*AIM OF THE TASK*: Reproduce verbatim the portion of the data starting at the line containing "of the beige" and ending at the line containing "[(256, 822)]", including both of those lines.

-- START OF DATA SECTION --

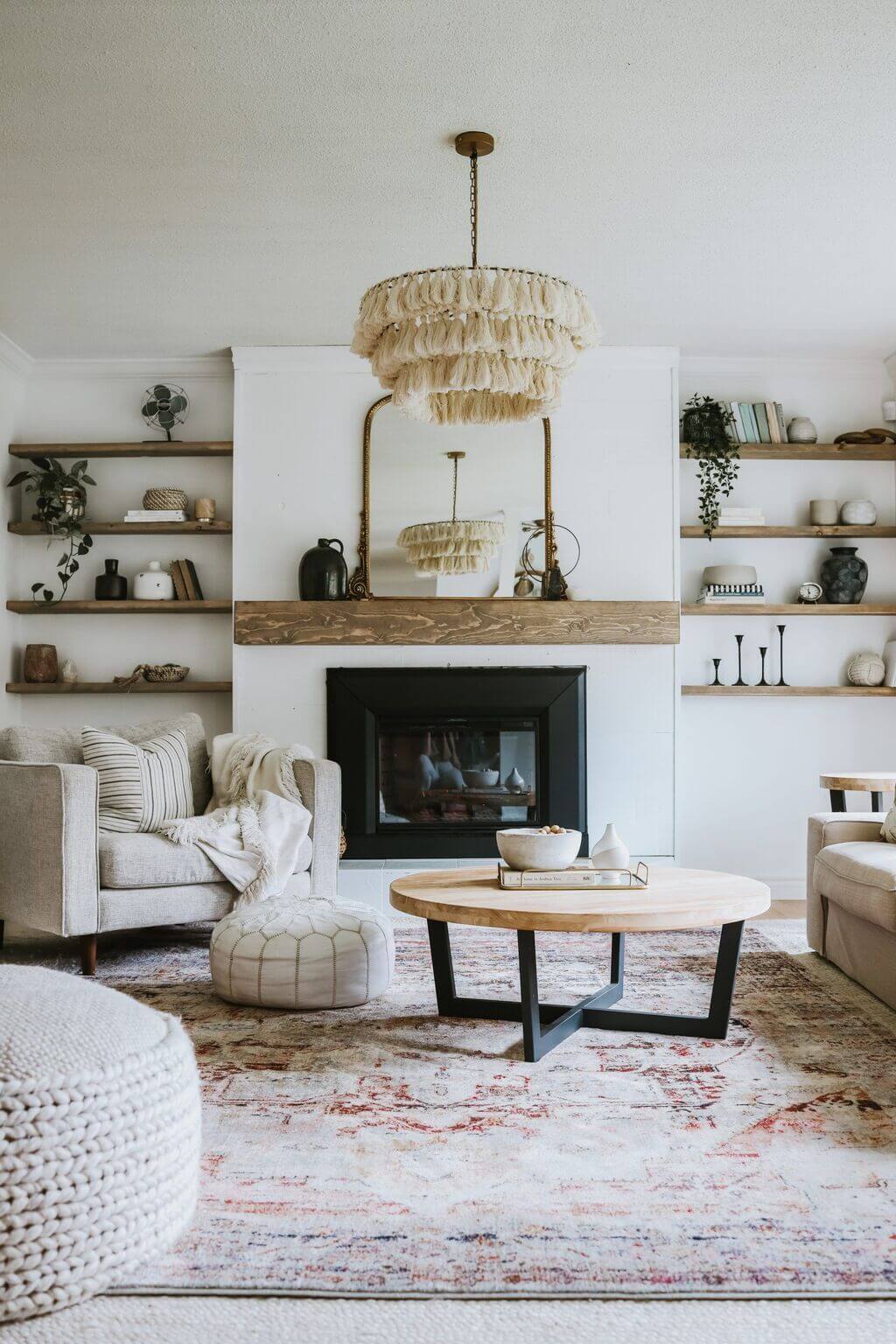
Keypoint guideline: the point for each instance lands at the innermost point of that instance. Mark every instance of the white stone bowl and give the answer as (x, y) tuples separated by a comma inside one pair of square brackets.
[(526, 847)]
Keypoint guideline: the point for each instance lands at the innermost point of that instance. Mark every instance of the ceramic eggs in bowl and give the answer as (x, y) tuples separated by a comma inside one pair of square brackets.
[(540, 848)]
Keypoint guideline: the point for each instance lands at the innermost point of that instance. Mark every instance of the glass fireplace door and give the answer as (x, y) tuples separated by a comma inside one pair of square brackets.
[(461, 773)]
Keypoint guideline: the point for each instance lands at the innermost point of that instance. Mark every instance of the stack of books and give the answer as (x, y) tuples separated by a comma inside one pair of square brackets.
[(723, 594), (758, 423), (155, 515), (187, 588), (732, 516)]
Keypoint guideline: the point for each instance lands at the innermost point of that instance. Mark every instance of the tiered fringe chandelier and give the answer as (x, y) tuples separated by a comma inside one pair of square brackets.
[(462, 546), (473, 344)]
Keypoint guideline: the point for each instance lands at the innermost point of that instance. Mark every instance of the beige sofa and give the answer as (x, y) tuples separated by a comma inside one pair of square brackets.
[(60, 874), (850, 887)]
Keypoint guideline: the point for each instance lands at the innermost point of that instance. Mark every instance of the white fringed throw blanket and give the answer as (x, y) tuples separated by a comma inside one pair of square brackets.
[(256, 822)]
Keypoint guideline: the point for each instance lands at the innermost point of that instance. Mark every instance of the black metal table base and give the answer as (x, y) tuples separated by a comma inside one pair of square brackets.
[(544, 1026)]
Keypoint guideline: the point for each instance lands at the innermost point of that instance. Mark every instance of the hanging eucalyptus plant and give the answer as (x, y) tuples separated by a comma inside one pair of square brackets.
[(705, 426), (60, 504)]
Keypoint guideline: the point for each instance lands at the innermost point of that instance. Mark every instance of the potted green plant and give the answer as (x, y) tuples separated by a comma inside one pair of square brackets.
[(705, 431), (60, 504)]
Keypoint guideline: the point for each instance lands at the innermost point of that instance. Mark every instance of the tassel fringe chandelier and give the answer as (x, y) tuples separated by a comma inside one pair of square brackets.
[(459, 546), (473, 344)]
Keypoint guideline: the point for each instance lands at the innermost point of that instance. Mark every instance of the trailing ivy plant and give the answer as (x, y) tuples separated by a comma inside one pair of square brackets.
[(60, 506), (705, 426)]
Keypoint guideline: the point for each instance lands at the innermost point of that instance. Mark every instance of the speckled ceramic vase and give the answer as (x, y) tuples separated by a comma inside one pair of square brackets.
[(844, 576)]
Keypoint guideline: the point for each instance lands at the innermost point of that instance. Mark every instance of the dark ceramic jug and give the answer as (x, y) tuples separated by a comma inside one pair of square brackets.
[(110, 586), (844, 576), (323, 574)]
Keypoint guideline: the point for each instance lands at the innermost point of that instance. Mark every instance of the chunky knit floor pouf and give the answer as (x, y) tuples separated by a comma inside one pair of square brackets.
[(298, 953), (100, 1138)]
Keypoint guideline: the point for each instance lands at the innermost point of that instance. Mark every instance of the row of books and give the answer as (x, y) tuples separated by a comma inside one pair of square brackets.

-- END OF DATA SECTION --

*RIGHT ANSWER*:
Keypoint guideline: the point for each instance lands at the innermost point of that instance. Mark every instance of the beige sofa and give the answer as (x, y) tuples separated by a comma inside one pair of square brackets.
[(60, 874), (850, 887)]
Keypoint guideline: the point for each instance lands at the innermost point of that instance. Mark every instance of the white fringed throw blanket and give the answer as (x, y) tuples separated by a comma inside one pair of square brackets.
[(256, 822)]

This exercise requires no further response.